* [What this exercise asks]
(a) In the article on the Marine Harvest lawsuit, which three Dzawada’enuxw hereditary leaders filed a joint response with Alexandra Morton?
(b) Write a continuation of the article on the Marine Harvest lawsuit, starting after its final sentence.
++++ Given text ++++
Marine Harvest lawsuit brings legal challenge to operations on much of coast.

Andrew Nikiforuk 18 Nov 2016TheTyee.ca

Andrew Nikiforuk is an award-winning journalist who has been writing about the energy industry for two decades and is a contributing editor to The Tyee. Find his previous stories here.

Fish farm critic Alexandra Morton and three Dzawada’enuxw hereditary leaders have told the B.C. Supreme Court that the Norwegian aquaculture company Marine Harvest has no legal right to bar them from the corporation’s fish farms in Dzawada’enuxw territory.

The argument, made in response to Marine Harvest’s lawsuit against Morton, is the latest twist in what’s shaping up to be a major legal battle over First Nations’ rights and the province’s controversial fish farm industry.

In September, Marine Harvest sued Morton, a long-time critic of the company’s operations, for “occupying, blocking or physically impeding the plaintiffs aquaculture sites” in the Broughton Archipelago and Okisollo Channel during a Sea Shepherd campaign to audit the industry.

The Marine Harvest lawsuit named Morton and “John and Jane Doe and all other persons unknown to the Plaintiff.”

On Aug. 23, Morton accompanied almost 60 members of Dzawada’enuxw First Nation and other bands as they boarded a fish farm, issued an eviction notice and conducted a “cleansing ceremony.” The lawsuit alleges Morton and others ignored demands to leave, “tampered with equipment” and inserted a camera into an open net pen. The resulting video shows crowded fish apparently suffering from tumours and emaciation and has been viewed one million times.

But now three Dzawada’enuxw hereditary leaders from Kingcome Village, Willie Moon, Joe Willie and Farron Soukochoff, have identified themselves as the “others” and this week filed a joint response to the lawsuit with Morton.

The legal reply argues that Marine Harvest’s fish farms at Glacier Falls and Midsummer Island are within Dzawada’enuxw First Nation territory and that Morton was their guest “accompanying a Dzawada’enuxw representative who was delivering” an eviction notice to the company’s Glacier Falls operation.

The leaders argue that a ceremony conducted at the Midsummer facility was a “lawful act of traversing” within their territory and that they have a lawful right to conduct a “ceremony of elders.”

The response also denies Marine Harvest’s claim that the participants tampered with equipment or interfered with the fish farm operations.

Now that the Dzawada’enuxw have joined this case, Morton said she hopes Marine Harvest will now have to defend its licences and activities in Dzawada’enuxw territory.

“The Dzawada’enuxw have said no to fish farming industry for the last 29 years and have no relationship or contracts with this industry,” she said. “How can they say no to something in their territory, yet have a third of the province’s fish farms on their waters? How did that happen?”

The case is an opportunity for Prime Minister Justin Trudeau’s government to honour its promise of a new relationship with First Nations that respects their traditions and rights, she added.
++++ Extracted information ++++
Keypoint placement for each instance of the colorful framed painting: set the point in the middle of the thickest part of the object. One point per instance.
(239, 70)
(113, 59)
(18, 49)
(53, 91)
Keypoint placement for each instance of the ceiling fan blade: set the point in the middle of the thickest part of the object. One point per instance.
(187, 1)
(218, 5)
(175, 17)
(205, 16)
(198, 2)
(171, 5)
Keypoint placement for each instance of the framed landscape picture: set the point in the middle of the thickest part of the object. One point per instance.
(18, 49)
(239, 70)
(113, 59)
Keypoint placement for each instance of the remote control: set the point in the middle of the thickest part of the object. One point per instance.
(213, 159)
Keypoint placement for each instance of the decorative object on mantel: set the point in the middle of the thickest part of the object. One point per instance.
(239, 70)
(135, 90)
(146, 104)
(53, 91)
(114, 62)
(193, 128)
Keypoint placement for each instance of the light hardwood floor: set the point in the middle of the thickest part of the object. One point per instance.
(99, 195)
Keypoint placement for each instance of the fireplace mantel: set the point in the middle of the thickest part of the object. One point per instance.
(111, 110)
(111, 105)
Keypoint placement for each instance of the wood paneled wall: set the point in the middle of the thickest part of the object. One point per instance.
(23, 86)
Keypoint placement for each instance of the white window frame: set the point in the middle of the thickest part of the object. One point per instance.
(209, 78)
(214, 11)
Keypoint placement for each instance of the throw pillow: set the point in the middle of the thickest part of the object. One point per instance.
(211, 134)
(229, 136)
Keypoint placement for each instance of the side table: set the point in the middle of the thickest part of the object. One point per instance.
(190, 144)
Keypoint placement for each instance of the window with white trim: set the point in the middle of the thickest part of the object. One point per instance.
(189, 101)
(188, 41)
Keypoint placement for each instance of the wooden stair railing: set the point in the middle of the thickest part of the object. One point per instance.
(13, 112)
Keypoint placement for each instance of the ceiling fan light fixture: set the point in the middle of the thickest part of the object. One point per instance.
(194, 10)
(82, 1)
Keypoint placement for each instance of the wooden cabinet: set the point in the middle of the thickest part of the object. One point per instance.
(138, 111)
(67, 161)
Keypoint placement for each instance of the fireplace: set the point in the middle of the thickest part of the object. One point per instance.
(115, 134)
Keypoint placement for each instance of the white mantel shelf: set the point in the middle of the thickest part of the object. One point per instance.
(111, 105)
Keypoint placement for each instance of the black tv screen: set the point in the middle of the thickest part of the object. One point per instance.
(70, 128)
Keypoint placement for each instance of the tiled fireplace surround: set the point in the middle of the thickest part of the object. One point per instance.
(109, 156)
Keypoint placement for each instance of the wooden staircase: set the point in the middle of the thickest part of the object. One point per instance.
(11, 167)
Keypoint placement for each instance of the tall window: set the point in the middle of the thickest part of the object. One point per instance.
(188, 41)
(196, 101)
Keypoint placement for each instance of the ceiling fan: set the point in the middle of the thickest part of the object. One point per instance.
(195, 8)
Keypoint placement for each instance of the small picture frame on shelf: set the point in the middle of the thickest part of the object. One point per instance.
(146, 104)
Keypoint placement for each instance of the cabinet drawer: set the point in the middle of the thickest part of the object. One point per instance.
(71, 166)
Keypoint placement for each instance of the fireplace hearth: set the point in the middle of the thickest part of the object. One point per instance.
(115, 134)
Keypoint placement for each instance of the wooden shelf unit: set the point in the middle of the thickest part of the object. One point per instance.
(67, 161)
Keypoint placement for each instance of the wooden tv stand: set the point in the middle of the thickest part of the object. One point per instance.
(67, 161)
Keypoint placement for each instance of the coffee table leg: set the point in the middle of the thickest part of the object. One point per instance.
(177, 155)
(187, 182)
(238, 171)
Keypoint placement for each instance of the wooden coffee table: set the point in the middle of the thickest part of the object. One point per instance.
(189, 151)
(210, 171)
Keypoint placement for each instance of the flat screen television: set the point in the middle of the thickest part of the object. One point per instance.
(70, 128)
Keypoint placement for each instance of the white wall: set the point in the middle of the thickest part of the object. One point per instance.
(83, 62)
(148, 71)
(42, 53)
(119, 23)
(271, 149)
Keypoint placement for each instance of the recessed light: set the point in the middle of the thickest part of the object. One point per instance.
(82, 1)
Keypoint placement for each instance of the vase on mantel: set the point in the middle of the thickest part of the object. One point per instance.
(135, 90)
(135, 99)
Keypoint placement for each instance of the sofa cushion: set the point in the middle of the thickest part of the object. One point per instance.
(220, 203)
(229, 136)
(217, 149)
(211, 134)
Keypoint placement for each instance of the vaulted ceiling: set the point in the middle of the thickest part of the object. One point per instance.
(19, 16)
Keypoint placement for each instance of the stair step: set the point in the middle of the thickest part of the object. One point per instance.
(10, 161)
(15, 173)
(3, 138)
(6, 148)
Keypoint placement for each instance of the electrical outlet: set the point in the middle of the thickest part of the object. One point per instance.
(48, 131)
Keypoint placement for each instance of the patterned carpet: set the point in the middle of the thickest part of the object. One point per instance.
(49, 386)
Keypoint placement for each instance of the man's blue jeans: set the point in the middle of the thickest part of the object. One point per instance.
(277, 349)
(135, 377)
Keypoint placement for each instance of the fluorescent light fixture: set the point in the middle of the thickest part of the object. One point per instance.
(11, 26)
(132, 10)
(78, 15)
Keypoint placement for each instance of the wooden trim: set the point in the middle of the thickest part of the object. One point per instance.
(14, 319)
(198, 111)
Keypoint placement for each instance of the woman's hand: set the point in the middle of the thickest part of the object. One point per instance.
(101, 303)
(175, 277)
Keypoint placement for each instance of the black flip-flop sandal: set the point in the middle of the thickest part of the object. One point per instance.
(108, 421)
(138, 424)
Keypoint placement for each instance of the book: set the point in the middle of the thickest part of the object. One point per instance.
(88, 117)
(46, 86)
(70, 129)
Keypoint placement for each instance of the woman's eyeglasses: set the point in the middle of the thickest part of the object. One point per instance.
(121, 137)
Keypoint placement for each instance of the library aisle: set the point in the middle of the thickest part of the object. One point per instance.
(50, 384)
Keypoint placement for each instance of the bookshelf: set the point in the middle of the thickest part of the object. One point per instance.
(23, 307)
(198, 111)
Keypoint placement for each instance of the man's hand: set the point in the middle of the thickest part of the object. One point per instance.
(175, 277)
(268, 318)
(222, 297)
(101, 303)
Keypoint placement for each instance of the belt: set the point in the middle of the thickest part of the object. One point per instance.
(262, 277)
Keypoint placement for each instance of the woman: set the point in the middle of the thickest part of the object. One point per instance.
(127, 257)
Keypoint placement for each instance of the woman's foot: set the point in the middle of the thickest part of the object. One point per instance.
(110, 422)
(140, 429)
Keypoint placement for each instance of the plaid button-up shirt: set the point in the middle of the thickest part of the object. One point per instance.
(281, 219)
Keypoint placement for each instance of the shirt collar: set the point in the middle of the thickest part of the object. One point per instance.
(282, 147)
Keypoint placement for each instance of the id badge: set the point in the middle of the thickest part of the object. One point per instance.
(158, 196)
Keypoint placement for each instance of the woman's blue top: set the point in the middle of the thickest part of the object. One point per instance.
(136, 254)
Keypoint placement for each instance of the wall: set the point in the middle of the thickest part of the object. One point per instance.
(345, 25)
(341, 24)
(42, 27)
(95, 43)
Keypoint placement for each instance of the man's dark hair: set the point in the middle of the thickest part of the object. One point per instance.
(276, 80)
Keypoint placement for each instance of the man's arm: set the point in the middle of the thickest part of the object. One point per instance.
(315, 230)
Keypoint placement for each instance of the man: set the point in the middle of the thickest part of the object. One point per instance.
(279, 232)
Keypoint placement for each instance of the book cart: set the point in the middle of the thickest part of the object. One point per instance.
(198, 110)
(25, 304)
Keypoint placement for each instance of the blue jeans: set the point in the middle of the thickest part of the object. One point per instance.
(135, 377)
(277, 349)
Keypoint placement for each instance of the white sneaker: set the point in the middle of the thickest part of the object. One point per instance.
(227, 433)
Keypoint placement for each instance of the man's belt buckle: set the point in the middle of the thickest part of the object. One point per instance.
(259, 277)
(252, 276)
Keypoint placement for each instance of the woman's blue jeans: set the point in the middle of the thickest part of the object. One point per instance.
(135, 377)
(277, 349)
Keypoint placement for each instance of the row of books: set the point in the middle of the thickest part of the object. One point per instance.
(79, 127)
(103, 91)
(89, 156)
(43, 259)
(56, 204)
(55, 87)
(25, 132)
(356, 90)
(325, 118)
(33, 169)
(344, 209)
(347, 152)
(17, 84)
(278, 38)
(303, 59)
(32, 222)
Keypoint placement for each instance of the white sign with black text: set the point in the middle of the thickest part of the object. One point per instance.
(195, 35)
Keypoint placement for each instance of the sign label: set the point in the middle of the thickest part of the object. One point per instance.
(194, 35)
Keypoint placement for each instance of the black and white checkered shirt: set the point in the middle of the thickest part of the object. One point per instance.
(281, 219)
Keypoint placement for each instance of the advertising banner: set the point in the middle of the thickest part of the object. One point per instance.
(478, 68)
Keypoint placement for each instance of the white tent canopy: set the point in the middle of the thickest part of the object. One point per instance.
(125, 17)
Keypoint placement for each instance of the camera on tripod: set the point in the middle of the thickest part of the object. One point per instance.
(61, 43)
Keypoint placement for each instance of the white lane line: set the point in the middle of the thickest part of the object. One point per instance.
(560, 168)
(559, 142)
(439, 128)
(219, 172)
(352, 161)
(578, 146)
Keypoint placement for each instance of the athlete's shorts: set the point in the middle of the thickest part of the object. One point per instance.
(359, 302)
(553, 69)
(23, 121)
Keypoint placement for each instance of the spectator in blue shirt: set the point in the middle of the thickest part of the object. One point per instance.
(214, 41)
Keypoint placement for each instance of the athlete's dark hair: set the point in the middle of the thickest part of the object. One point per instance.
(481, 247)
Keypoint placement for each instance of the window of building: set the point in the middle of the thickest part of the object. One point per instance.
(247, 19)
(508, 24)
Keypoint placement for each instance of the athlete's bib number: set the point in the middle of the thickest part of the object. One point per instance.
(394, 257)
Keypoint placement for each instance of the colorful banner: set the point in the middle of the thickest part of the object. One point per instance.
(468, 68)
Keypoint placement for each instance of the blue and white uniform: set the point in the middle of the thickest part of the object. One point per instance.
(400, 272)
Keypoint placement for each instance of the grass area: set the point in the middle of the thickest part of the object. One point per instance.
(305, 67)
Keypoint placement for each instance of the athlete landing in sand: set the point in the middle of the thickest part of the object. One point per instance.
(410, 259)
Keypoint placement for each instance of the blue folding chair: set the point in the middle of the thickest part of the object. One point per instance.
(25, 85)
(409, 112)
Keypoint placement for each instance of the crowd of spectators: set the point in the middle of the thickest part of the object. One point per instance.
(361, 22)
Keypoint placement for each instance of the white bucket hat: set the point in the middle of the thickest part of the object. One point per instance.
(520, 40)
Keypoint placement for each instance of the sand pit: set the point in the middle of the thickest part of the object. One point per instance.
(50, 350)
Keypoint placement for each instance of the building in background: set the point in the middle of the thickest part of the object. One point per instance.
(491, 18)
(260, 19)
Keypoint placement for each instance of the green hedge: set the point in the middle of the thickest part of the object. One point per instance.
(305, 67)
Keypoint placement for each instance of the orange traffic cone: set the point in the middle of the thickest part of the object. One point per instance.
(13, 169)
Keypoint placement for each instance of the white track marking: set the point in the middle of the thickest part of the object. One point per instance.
++++
* [Results of the tasks]
(a) Willie Moon, Joe Willie and Farron Soukochoff.

(b)
Morton said the federal government should either order the removal of the farms or buy them and close them.

Last August, the Musgmagw Dzawada’enuwx Nation issued eviction notices to all fish farms in its territories, saying their people have a sacred duty to protect wild salmon and herring stocks for future generations.

“Marine Harvest has no authority on our lands,” said Chief Willie Moon in a press release. “You, Marine Harvest, are trespassing you have never been given the right to be in our territory.”

Due to concerns about the spread of disease to wild fish in fish farms, Morton has long supported a closed containment system for farmed salmon on land.

Morton has lived in Dzawada’enuxw territory for 30 years and has studied the growing impact of the industry on wild fish and whales.

Fish farms have impacted wild salmon populations in Canada for years. Research by Morton and other scientists has shown that approximately 29 per cent of the young salmon leaving Dzawada’enuxw territory in 2015 were killed by sea lice infestations.

The peer-reviewed paper concluded that “that unusual environmental conditions, combined with delayed farm management actions, likely played a role by increasing louse abundance on salmon farms and transmission to juvenile wild salmon.”

Marine Harvest Canada currently operates within the traditional territories of 25 Canadian First Nations but only has formal contractual agreements with 15 of these nations and six First Nation-owned businesses. The Dzawada’enuxw are not among them.

This year B.C.’s sockeye salmon run reached its lowest level in the last 120 years, prompting the complete closure of the commercial and First Nations fisheries on the Fraser River.

Researchers suspect warming Pacific waters caused by climate change and the impact of fish farms have all played a role in the slow destruction of wild salmon populations.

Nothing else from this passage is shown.